» Exercise aim
Carry on the forum thread below about taking a large suitcase on an Amtrak Viewliner train, starting right after its last post.

» Text
==*==
# Destination does not handle baggage, what are my options?



## Baggage (May 1, 2017)

I will have a large suitcase with me and the destination station does not handle baggages, so is there enough room in the car? Does it matter if I book coach or sleeper? It will be a viewliner train.

Thanks.


----------



## BCL (May 1, 2017)

What's the size? Basically Amtrak considers a conforming carry-on piece of luggage to be no more than 50 lbs and no bigger than 28"x22"x14" in size. This is generally about the size of typical piece of checked in luggage, although the addition of linear dimensions (length + height + width) is the typical means.

Traditionally if you could get it on board yourself without injuring anyone (yourself included) and there was some place you could store it on board, nobody would stop you. These days there's a $20 fee for an extra piece beyond your limit of two, although the enforcement is spotty.

What train are you taking? I've got something that's about 28"x20"x14" and I could place it in a Superliner upstairs rack pretty easily. However, I'm healthy/tall enough to lift it and place it in the rack myself.


----------



## the_traveler (May 1, 2017)

OP is taking a Viewliners, not a Superliner.

On a Viewliners (sleeper), there is no luggage rack. Inside the room itself, there is limited storage space in the cubby hole over the hallway (inside the room itself). If you are traveling alone, you can also use the upper berth for storage. Or ask your sleeping car attendant (SCA) and they will find a place to store it.

If in coach, there is a large open luggage rack above your seat.


----------



## AmtrakBlue (May 1, 2017)

Another option, though it may not apply to your situation, is to send your large bag via UPS to arrive at your destination around the time you arrive.


----------



## Lonestar648 (May 1, 2017)

On one trip, since the Viewliner was next to the baggage car with the SCA room at that end,, the SCA put a tag on a passenger's very large rolling bag, then placed it in the Baggage car. Looked like it was next to the door to the sleeper so easy for the SCA to retrieve. I have only seen a SCA do this once, but I thought it made sense since there are no racks in the Viewliners like the Superliners.


----------



## RSG (May 1, 2017)

AmtrakBlue said:


> Another option, though it may not apply to your situation, is to send your large bag via UPS to arrive at your destination around the time you arrive.


Unless one likes to play the role of shipping agent right around the time of a trip, a better solution is to transport via a company which specializes in such affairs, like Luggage Forward. For a flat fee based on weight and size, they will pick up and deliver from your home/office/etc to your destination (hotel, relative, etc). Discounts are offered if you drop off yourself and for a less speedy delivery (eg, ground vs air). Depending on who the current contract is with, the actual carrier will usually be FedEx or UPS. In most cases, delivery is timed to your choice of arrival dates, with limited guarantees (subject to carrier delays, etc). Since they perform their own internal logistics, this is often better than you can do on your own with the carriers (unless you are shipping through a company with a contract they wish not to lose), and gives an additional layer of assistance. Rates are usually less than excess baggage fees through the airlines, though sometimes can be more, though the trade-off is that luggage transport companies will usually move items the airlines won't so long as the items meet the carriers' guidelines.
==*==
» Information provided
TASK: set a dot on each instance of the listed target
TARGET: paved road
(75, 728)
==*==
» Reply
Another consideration is the requirements of the carriers as a walk-in customer. UPS normally requires luggage to be boxed, like any other cargo item, but when I used the predecessor company of LF, I was able to drop it off at the Customer Service Counter in the locale I was leaving from, without a box and without paying the no-box surcharge. The downside to this is that the bag I shipped was basically treated like every other package UPS ships via ground (the service I had chosen), so my hardside looked like it had been on the Darjeeling Limited in the time between drop off and delivery. So l probably wouldn't use a service to ship a more delicate piece of luggage (such as something that would usually be only an airline carry-on). But aside from that, I found it to be a valuable service I would use again.


----------



## Baggage (May 1, 2017)

It is a large rolling luggage case about 30' x 20' x 14' but it won't be too heavy. Lifting and handling it myself is not an issue as long as there is space for it. Unfortunately sending through UPS won't be an option for this particular trip.

What does Amtrak normally do with larger luggage cases of passengers traveling to or from stations that do not handle baggage?


----------



## Baggage (May 1, 2017)

I meant to type 30" x 20" x 14".

And I appreciate you all's help.


----------



## BCL (May 1, 2017)

Baggage said:


> It is a large rolling luggage case about 30' x 20' x 14' but it won't be too heavy. Lifting and handling it myself is not an issue as long as there is space for it. Unfortunately sending through UPS won't be an option for this particular trip.
> 
> What does Amtrak normally do with larger luggage cases of passengers traveling to or from stations that do not handle baggage?


It's under the 75" linear inches for checking in. I doubt you'll have any problems getting it to fit in a rack and really surprised if they whipped out a tape measure. There are of course the sizers at some stations, but that's really for the passenger to use. I'd be surprised if they did anything as long as that's all you have.

If you look at the baggage policy, there are all sorts of exceptions to the size maximum, and I've personally seen or taken stuff on board that was longer than 28" in one direction. It's not really a matter of never being able to accommodate something oversized. I've seen oversized musical instruments that I don't think were being transported in their own paid seat (as per the policy). I've taken aboard a stroller that was easily over 28" but it didn't even count as a carry-on because it was for a child. Sporting goods (golf clubs, skis, surfboards) can be taken on-board in lieu of a carry-on piece. There will be room so I wouldn't sweat it.


----------



## pennyk (May 1, 2017)

If you are in a Viewliner sleeper, it must fit in your room. There are exceptions where attendants have found room either in the baggage car or shower for oversized luggage, but I would not rely on that being the case.


----------



## PVD (May 2, 2017)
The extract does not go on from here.